EXTRACT PROVIDED -
What to do on the West Coast?
-You can stay in Greymouth, but to be honest, there isn’t much there besides breweries. Think about traveling 30-45 minutes north (on the most GORGEOUS ocean road-photo bottom right) to Punakaiki (photo top right). The pancake rocks are stunning at sunset. Or, try to be there during high tide when the blowholes are erupting. You’ll want to check the tides before you arrive. Absolutely stunning!
We usually drop our stuff off at a cheap hotel or hostel in Greymouth and hit the road towards Punakaiki before the sun sets, and then drive back to Greymouth in the dark.
-There are also a few fun hikes, kayak tours, and glowworm cave tours around Westport, which is just a bit farther north of Punakaiki, if you are interested. I’ve really never spent that much time in Westport though. There are probably better glow worm caves up on the North Island in the Waitomo area, or there are even some on the South Island near Te Anau.
What to do in Fox Glacier?
Two of the three glaciers that descend into rain forests (in the whole world) are found in New Zealand: Fox Glacier (both photos) and Frans Josef Glacier.
-Hike on the glacier, heli hike, or climb the ice!
You’ll need to check both the glaciers’ websites for updates. Because the glaciers are receding rapidly, you may or may not be able to take guided walks along the rainforest to get on the ice by foot (like you used to a few years ago). Some companies now only allow access on the ice via helicopter, which is $$$, but also incredible.
-Visit Lake Matheson to see a gorgeous reflection of Mt Cook and Mt Tasman (FREE). Bring your bug repellent if visiting in warmer months…those sandflies are nasty.
What to do in Wanaka?
Wanaka’s beauty rivals that of Queenstown: a beautiful, clear lake surrounded by mountains. Wanaka is more of a quiet, family-orientated or holiday-maker town, when compared to the touristy/party scene of Queenstown.
-There are plenty of hikes around Wanaka: Rob Roy Glacier Hike (3-4 hours, moderate); Roy’s Peak Track (5-6 hours, moderate-difficult) Diamond Lake Track (2 hours, easy-moderate); Mt. Iron hike (1 hour-easy; photo left). Always check the ‘i’ site in town for alerts and updates before going on these hikes (for example, I know Roy’s Peak closes for a brief time in the spring due to lambing season!)
-Rent ski gear in town and access Treble Cone or Cardrona ski fields (30 minutes-1 hour from Wanaka)-only available in late June(ish)-September(ish).
-Rent a kayak or canoe, and enjoy Lake Wanaka
-Cinema Paradiso- a cool movie theatre with old sofas and cars to sit in to enjoy your movie…in case it’s rainy
–Skydive Lake Wanaka (photo right)
What to do in Queenstown?
Queenstown is the adventure capital of the country! It is also the hub for access into Fiordland. It is a MUST-do!
-Take the Gondola up Bob’s Peak for panoramic views of Lake Wakatipu (photo left) and ride the luge! make sure you buy at least 2 rides on the luge as they’ll make you take the slower, easy track first before you’re allowed to try the faster, more exciting track. If you only buy one ride ticket, you’ll only get to ride the easy track.
-Walk the Lake Front to experience the -5 Ice Bar, see or ride the TS Earnslaw boat, eat ice cream or fish n’ chips, sit outside on the porch at one of the nearby restaurants/bars etc…
-Hike Queenstown Hill (2-3 hours-moderate-photo right) *We prefer the Queenstown Hill over the gondola on Bob’s Peak because you can see down both the “arms” of Lake Wakatipu, and you see more mountains in a 360 view on Queenstown Hill. Although if you’re lazy and don’t want to hike, you’ll have to take the gondola up to Bob’s Peak as there is no other way up the Queenstown Hill than to hike.

DATA ROWS -
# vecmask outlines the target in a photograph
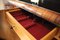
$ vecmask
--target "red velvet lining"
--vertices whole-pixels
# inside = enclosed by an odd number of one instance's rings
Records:
[[[15,16],[16,20],[18,21],[21,21],[21,20],[25,20],[25,19],[28,19],[29,16],[26,16],[26,15],[19,15],[19,16]]]
[[[44,25],[34,22],[34,19],[29,19],[30,16],[23,14],[24,12],[13,12],[13,16],[17,21],[24,27],[28,28],[29,31],[37,40],[44,37],[50,30],[48,30]],[[22,15],[23,14],[23,15]],[[20,21],[22,20],[22,21]],[[36,21],[36,20],[35,20]]]

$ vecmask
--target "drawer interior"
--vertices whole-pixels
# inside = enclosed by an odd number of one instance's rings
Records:
[[[48,22],[23,9],[10,12],[10,14],[37,40],[44,37],[56,27],[55,24]]]

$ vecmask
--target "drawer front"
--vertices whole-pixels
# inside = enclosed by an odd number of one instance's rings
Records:
[[[36,40],[17,20],[9,13],[6,12],[7,20],[12,25],[13,29],[17,33],[17,35],[22,40]],[[51,40],[57,32],[57,28],[54,28],[47,35],[45,35],[40,40]]]

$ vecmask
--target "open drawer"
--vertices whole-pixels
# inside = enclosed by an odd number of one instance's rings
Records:
[[[56,25],[23,9],[6,12],[6,18],[21,40],[51,40],[57,32]]]

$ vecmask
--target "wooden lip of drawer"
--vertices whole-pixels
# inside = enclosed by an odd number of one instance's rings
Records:
[[[20,10],[20,9],[18,9],[18,10]],[[18,10],[13,10],[13,11],[18,11]],[[8,12],[6,12],[6,14],[7,14],[7,17],[8,17],[8,21],[10,22],[10,24],[12,23],[12,21],[11,20],[15,20],[15,18],[12,16],[12,15],[10,15],[10,12],[13,12],[13,11],[8,11]],[[11,17],[10,17],[11,16]],[[11,19],[12,18],[12,19]],[[11,19],[11,20],[10,20]],[[15,20],[16,21],[16,20]],[[14,21],[14,22],[15,22]],[[16,23],[16,22],[15,22]],[[18,23],[18,22],[17,22]],[[17,24],[16,23],[16,24]],[[12,23],[13,24],[13,23]],[[19,24],[19,23],[18,23]],[[13,24],[14,25],[14,24]],[[22,27],[22,26],[21,26]],[[23,28],[24,30],[25,30],[25,28]],[[27,31],[28,32],[28,31]],[[51,38],[53,38],[53,36],[56,34],[56,32],[57,32],[57,28],[54,28],[52,31],[50,31],[47,35],[45,35],[43,38],[41,38],[41,40],[50,40]],[[28,33],[29,34],[29,33]],[[29,36],[30,37],[30,36]],[[31,37],[30,37],[31,38]]]

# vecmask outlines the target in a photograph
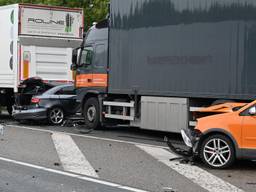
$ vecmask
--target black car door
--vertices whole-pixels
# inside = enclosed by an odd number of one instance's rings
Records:
[[[57,92],[63,110],[68,114],[74,114],[78,110],[78,103],[74,86],[68,86]]]

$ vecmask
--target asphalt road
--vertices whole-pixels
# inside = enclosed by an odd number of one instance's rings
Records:
[[[115,127],[85,134],[0,119],[8,125],[0,136],[0,191],[255,191],[256,163],[210,170],[170,161],[164,133]]]

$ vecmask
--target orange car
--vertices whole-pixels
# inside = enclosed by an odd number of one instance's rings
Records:
[[[226,168],[235,159],[256,159],[256,101],[233,106],[224,110],[222,105],[221,114],[199,118],[195,129],[181,131],[186,145],[209,167]],[[213,112],[213,108],[204,110]]]

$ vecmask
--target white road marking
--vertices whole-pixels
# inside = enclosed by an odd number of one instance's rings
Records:
[[[176,158],[177,156],[165,149],[142,145],[136,146],[209,192],[243,192],[243,190],[197,166],[180,164],[178,161],[170,161],[170,159]]]
[[[149,147],[169,149],[168,147],[165,147],[165,146],[150,145],[150,144],[144,144],[144,143],[138,143],[138,142],[132,142],[132,141],[109,139],[109,138],[89,136],[89,135],[80,135],[80,134],[61,132],[61,131],[51,131],[51,130],[46,130],[46,129],[38,129],[38,128],[33,128],[33,127],[26,127],[26,126],[18,126],[18,125],[11,125],[11,124],[8,124],[6,126],[14,127],[14,128],[20,128],[20,129],[27,129],[27,130],[32,130],[32,131],[39,131],[39,132],[44,132],[44,133],[51,133],[51,134],[54,134],[54,133],[65,133],[65,134],[70,135],[70,136],[83,137],[83,138],[88,138],[88,139],[95,139],[95,140],[101,140],[101,141],[110,141],[110,142],[117,142],[117,143],[131,144],[131,145],[145,145],[145,146],[149,146]]]
[[[108,182],[108,181],[103,181],[103,180],[100,180],[100,179],[91,178],[91,177],[87,177],[87,176],[76,175],[74,173],[68,173],[68,172],[64,172],[64,171],[59,171],[59,170],[55,170],[55,169],[41,167],[41,166],[38,166],[38,165],[33,165],[33,164],[30,164],[30,163],[25,163],[25,162],[21,162],[21,161],[12,160],[12,159],[7,159],[7,158],[4,158],[4,157],[0,157],[0,161],[13,163],[13,164],[21,165],[21,166],[25,166],[25,167],[30,167],[30,168],[38,169],[38,170],[42,170],[42,171],[47,171],[47,172],[50,172],[50,173],[55,173],[55,174],[59,174],[59,175],[63,175],[63,176],[68,176],[68,177],[72,177],[72,178],[75,178],[75,179],[80,179],[80,180],[84,180],[84,181],[88,181],[88,182],[98,183],[98,184],[109,186],[109,187],[124,189],[124,190],[127,190],[127,191],[148,192],[148,191],[145,191],[145,190],[142,190],[142,189],[137,189],[137,188],[133,188],[133,187],[125,186],[125,185],[120,185],[120,184],[117,184],[117,183],[111,183],[111,182]]]
[[[63,133],[54,133],[52,134],[52,140],[65,171],[98,177],[71,136]]]

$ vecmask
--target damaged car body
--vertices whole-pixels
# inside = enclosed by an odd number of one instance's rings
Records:
[[[227,168],[236,159],[256,159],[256,101],[226,103],[202,109],[213,115],[197,119],[195,128],[181,130],[189,156],[199,157],[211,168]],[[184,157],[188,151],[168,146]]]
[[[60,125],[79,108],[73,84],[53,85],[30,79],[21,89],[13,110],[13,117],[18,121],[48,120],[50,124]]]

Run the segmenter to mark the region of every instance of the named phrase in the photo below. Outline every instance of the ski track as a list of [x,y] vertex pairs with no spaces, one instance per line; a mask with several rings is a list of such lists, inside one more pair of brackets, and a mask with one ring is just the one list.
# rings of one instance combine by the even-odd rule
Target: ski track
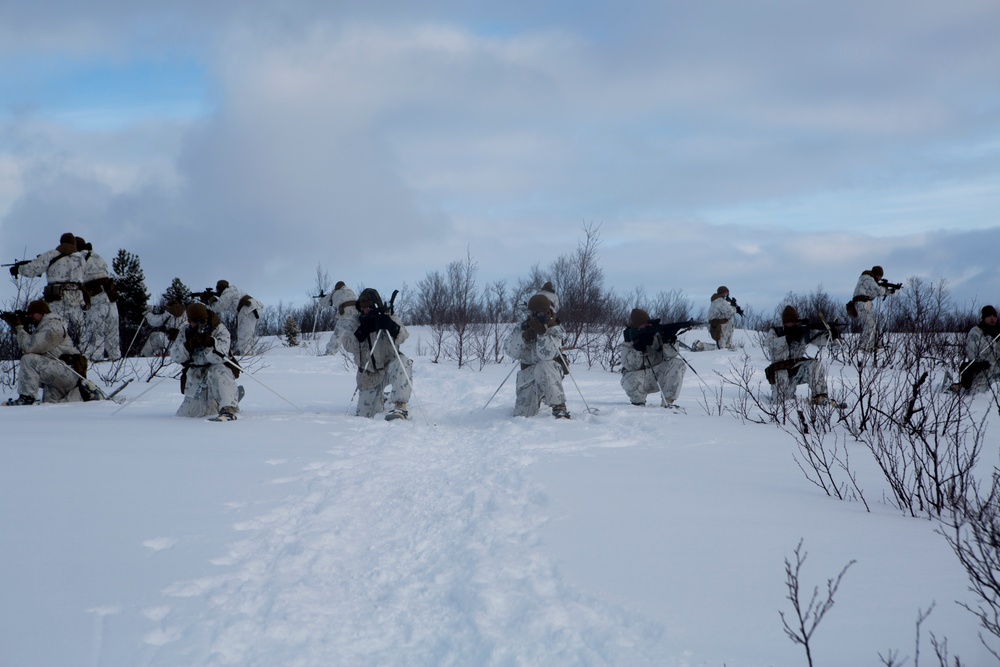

AIM - Pick up the South Island travel guide where its last sentence ends and keep writing it.

THE RESPONSE -
–Kuwarau or Nevis Bungy The Kuwarau Bridge was the first commercial bungy jump in the world, but the Nevis is about 3 times higher (as well as more expensive and slightly more time consuming).
–Shotover Jet, Thunder Jet, K Jet (we liked Thunder Jet the most because the ride lasts for an hour vs the more iconic and touristy 20-30min Shotover experience)
-Travel to Milford Sound or Doubtful Sound (photo top left) to cruise through the fiord to Tasman Sea and back. Each will be a whole day tour. They are beautiful rain or shine, so don’t let the weather deter you from seeing the fiords! You can also kayak on Milford Sound. The photo to the right is the start of the Milford Track (Great Walk), which finishes in Milford Sound. Milford Sound is more dramatic than Doubtful, and is accessible by road. Doubtful Sound can only be accessed by boat through a tour company.
-Eat at Fergburger-best burgers in New Zealand. The line/cue will be out the door, but it moves fast and is worth the wait!
If you have extra time, visit Glenorchy (photo left). It’s about a 45-minute drive from Queenstown. You could blink and miss the actual town of Glenorchy, but the scenery surrounding it will leave your jaw dropped. It also hosts one of the entrances to the Routeburn Track. LOTR fans should keep their eyes peeled for the location where Peter Jackson shot scenes of Isengard in this area.
Interested in Tramping?
If you have days to spare, some of the most beautiful NZ Great Walks start/end near Queenstown and Te Anau. Outdoor junkies must do at least one of the Great Walks!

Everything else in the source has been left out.